* [AIM OF THE TASK]:
Locate each line in the material below that contains the word "concrete" and copy those lines out in full. Treat uppercase and lowercase as different.

— start —

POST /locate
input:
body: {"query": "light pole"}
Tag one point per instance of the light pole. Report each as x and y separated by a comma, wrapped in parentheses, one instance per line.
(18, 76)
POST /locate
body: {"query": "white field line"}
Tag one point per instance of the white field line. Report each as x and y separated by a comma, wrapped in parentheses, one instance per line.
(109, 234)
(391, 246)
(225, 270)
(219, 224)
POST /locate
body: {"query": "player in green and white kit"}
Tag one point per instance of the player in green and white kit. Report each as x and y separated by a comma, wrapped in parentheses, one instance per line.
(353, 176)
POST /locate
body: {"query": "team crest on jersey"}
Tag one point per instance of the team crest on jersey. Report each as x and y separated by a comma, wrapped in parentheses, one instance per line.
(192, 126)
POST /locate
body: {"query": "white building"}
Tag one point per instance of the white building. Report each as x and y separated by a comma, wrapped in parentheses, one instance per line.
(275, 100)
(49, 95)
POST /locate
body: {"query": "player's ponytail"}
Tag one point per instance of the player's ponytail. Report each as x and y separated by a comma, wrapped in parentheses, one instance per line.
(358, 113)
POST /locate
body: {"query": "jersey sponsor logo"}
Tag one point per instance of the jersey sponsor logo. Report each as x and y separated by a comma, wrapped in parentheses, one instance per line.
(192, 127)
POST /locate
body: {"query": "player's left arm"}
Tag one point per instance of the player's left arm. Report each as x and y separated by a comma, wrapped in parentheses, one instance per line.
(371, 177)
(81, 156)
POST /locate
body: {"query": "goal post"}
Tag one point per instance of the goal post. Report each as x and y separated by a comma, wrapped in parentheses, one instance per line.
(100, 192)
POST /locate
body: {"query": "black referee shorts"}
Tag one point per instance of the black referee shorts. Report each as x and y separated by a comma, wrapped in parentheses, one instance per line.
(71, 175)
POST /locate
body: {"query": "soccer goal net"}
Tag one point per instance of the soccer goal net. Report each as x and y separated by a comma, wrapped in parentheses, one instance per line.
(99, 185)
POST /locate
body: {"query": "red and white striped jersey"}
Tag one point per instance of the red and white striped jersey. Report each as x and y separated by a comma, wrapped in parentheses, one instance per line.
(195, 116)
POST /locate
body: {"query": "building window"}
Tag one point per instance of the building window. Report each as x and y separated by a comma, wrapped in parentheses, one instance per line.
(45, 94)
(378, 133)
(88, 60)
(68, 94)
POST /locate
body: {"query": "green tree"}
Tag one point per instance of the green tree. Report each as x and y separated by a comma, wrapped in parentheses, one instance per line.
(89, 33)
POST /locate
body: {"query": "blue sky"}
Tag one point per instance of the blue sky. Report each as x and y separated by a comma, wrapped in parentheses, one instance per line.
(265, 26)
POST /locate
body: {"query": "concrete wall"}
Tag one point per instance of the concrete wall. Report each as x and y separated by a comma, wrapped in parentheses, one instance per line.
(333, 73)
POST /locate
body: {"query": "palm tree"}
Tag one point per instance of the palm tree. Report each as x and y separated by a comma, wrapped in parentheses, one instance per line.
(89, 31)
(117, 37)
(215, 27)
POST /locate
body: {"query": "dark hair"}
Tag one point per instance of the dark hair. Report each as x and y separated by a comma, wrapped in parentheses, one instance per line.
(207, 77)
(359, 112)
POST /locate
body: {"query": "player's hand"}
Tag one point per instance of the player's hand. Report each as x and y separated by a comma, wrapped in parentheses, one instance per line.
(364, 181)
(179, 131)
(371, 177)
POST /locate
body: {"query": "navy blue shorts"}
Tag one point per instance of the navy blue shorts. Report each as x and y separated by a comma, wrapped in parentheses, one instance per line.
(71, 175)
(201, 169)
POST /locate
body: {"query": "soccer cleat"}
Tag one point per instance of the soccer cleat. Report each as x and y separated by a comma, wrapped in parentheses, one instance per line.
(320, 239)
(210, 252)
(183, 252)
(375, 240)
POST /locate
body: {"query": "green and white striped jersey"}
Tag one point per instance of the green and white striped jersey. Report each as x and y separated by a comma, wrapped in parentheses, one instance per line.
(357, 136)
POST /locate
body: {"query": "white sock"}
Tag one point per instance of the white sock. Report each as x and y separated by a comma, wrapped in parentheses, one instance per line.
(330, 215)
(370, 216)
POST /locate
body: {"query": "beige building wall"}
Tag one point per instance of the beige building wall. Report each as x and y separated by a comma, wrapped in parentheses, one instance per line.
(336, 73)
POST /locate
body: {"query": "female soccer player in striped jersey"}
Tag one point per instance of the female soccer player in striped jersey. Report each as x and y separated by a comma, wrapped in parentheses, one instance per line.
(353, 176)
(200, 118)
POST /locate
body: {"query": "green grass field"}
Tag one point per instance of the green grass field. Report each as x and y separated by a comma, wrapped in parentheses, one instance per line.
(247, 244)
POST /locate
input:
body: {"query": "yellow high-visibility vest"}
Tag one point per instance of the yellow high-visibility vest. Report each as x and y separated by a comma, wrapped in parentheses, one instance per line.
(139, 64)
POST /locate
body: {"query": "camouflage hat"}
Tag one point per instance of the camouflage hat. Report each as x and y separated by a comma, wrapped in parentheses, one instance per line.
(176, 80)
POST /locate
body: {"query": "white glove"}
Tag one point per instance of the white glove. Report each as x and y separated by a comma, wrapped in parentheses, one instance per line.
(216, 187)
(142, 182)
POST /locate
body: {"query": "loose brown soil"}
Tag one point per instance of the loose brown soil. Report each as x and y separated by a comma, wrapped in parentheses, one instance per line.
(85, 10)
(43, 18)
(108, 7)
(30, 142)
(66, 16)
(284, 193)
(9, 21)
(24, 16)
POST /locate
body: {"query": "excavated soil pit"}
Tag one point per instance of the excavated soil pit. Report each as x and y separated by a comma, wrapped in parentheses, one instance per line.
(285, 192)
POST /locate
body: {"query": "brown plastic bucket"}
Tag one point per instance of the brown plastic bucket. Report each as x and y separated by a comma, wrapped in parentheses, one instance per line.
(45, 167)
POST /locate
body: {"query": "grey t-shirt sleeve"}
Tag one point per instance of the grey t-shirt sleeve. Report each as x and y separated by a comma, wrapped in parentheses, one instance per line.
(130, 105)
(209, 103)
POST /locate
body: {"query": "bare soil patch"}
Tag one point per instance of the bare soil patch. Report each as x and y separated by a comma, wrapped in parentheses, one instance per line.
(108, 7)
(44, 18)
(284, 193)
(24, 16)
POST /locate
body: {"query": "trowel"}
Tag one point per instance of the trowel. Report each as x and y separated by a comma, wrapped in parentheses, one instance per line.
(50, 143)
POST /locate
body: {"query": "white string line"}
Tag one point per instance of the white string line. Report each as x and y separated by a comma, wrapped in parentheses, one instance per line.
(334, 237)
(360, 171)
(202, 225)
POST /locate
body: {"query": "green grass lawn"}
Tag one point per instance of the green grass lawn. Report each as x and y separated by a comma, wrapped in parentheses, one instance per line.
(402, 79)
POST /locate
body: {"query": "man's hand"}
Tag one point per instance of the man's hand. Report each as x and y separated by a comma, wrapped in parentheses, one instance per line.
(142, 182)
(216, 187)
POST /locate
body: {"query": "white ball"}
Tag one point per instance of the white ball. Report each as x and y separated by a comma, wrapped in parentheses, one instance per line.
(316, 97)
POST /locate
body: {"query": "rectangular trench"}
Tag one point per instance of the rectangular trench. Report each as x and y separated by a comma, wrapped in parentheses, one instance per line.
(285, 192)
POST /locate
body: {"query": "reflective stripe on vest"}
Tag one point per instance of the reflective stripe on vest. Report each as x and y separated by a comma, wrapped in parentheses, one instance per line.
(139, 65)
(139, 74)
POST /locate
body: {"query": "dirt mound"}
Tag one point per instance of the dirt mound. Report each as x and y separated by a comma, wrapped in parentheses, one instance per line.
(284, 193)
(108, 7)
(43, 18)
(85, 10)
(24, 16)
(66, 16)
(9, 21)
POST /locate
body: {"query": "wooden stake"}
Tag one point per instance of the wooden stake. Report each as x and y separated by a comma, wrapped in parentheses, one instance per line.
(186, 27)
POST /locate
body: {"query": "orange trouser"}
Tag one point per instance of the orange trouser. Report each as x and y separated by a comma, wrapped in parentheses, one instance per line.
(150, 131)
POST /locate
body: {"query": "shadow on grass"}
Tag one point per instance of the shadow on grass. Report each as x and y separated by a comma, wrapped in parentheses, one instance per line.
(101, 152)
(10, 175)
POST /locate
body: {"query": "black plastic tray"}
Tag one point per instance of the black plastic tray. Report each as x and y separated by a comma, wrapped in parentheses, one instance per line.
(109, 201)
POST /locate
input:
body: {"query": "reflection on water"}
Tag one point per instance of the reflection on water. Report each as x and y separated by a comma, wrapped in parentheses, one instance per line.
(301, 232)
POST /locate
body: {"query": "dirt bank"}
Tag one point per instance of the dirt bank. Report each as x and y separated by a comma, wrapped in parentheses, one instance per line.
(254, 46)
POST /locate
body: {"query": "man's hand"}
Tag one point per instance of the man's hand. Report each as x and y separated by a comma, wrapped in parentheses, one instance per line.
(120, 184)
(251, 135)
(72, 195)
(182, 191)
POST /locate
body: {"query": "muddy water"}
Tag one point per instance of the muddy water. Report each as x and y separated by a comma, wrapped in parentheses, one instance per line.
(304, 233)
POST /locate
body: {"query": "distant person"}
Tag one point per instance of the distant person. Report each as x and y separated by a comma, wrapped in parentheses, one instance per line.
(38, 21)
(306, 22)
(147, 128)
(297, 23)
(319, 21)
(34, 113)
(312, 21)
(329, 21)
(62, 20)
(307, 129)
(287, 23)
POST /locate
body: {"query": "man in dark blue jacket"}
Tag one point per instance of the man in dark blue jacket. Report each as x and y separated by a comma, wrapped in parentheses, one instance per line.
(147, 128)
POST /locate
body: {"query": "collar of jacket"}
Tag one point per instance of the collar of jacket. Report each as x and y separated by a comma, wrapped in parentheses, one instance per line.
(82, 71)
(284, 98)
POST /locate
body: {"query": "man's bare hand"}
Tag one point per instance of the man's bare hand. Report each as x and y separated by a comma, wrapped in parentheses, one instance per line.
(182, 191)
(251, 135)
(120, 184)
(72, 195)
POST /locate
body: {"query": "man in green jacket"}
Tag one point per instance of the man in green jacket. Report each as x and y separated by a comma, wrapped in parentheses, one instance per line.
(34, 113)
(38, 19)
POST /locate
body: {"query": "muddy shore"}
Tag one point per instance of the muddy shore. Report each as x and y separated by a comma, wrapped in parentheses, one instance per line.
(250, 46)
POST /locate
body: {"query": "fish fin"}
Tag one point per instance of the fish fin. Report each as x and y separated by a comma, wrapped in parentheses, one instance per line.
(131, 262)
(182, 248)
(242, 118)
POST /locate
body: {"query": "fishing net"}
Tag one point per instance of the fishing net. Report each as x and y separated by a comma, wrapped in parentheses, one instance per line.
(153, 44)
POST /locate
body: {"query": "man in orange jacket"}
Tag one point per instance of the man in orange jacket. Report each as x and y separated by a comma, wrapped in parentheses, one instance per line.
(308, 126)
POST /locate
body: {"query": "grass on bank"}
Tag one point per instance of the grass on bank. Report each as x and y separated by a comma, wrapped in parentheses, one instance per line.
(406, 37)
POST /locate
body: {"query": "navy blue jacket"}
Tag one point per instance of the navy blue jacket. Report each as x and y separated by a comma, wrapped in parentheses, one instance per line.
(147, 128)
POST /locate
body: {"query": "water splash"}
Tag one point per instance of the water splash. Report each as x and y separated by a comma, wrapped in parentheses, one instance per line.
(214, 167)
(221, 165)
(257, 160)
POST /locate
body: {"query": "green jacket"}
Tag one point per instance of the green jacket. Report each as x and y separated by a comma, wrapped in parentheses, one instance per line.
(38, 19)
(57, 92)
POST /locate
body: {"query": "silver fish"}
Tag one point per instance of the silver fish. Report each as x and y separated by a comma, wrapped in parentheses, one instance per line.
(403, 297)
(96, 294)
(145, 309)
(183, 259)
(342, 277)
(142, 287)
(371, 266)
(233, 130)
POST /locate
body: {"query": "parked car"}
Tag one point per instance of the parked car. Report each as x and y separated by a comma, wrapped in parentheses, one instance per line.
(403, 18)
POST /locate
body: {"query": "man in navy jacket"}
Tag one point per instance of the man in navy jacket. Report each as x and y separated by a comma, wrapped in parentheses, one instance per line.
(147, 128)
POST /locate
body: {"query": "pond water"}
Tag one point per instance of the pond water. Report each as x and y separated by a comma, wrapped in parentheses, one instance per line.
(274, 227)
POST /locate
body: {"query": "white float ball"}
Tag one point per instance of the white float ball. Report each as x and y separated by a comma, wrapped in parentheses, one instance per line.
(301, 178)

— end —

* [REPLY]:
body: {"query": "concrete wall"}
Tag one point per instance of the concrete wall. Report each as x and y separated by a comma, wrapped in parentheses, one instance per line.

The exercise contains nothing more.